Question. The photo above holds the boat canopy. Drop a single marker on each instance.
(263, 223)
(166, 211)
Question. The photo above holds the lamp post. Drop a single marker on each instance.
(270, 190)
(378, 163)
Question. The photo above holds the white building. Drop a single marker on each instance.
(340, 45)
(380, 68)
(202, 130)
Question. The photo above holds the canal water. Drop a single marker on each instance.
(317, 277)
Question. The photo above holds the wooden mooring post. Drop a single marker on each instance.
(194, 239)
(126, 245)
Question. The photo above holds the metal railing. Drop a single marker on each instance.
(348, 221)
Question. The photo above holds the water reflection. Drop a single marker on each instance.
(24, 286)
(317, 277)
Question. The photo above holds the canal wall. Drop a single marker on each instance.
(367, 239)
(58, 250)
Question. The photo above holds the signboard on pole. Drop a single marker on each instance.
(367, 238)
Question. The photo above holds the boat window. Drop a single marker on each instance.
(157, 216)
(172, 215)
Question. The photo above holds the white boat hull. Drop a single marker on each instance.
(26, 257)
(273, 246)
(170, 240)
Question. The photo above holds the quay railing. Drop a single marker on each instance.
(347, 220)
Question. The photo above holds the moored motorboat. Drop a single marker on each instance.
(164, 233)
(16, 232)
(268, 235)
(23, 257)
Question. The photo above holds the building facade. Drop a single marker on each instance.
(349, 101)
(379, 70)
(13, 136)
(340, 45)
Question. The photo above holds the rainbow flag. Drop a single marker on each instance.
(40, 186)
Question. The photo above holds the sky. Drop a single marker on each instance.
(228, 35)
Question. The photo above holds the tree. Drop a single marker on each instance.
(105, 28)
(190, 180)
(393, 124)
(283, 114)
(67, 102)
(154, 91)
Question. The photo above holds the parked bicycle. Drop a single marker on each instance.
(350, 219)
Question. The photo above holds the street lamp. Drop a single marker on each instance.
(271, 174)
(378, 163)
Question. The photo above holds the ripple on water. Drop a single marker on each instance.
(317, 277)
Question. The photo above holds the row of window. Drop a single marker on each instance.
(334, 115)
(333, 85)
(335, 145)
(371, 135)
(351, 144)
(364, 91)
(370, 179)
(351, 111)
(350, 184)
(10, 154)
■ ■ ■ ■ ■
◆ INSTRUCTION: Write out all of the records above verbatim, line by line, including every coordinate pair.

◆ ANSWER TO THIS PROBLEM:
Question. The photo above holds the boat canopy. Drop a single marker on each instance.
(263, 223)
(166, 211)
Question. The photo above holds the lamp post. Drop a single marker on each instance.
(270, 190)
(378, 163)
Question. The photo above holds the white building. Drop a single marker on each instance.
(340, 45)
(380, 68)
(202, 130)
Question. The photo above holds the canal water. Drop a single marker on each instance.
(317, 277)
Question. The photo above holds the wooden mooring post. Drop a single marker on each instance.
(194, 239)
(126, 245)
Question. The photo above holds the metal railing. Drop a single marker on each instance.
(348, 221)
Question. The photo above holds the water reflection. Drop a single marker on each instance.
(24, 286)
(317, 277)
Question. The photo above holds the canal wall. Drop a single marker on each instance.
(367, 239)
(58, 250)
Question. The photo above holds the signboard on pole. Drop a single marker on each instance.
(367, 238)
Question. The photo above holds the boat window. Drop a single marker on each instance.
(157, 216)
(172, 215)
Question. The photo above holds the white boat hull. Drop a single marker on each instance.
(26, 257)
(273, 246)
(170, 240)
Question. The photo above holds the quay railing. Drop a single marker on each instance.
(347, 220)
Question. The photo above holds the moored motorboat. Drop a single marker on each instance.
(164, 233)
(16, 232)
(268, 235)
(23, 257)
Question. The photo above holds the building facade. Drop a single marker on each instance.
(349, 101)
(379, 70)
(13, 136)
(340, 45)
Question. The photo above holds the rainbow flag. Drop a single marker on each instance.
(40, 186)
Question. The photo above holds the sky. Drop a single marker on each instance.
(228, 35)
Question. The photo above holds the tree. Drop a single marker on each instance.
(105, 28)
(190, 180)
(393, 124)
(283, 114)
(67, 102)
(154, 91)
Question. The photo above holds the parked bicycle. Drop a single marker on each instance.
(350, 219)
Question. The photo above holds the street lamp. Drop a single marker on each instance.
(271, 174)
(378, 163)
Question. The photo above holds the ripple on water. Drop a single marker on each instance.
(317, 277)
Question. The photo above holds the row of window. Drop a single marker on each instance.
(334, 115)
(333, 85)
(335, 145)
(371, 135)
(351, 144)
(364, 91)
(370, 179)
(351, 111)
(350, 184)
(10, 154)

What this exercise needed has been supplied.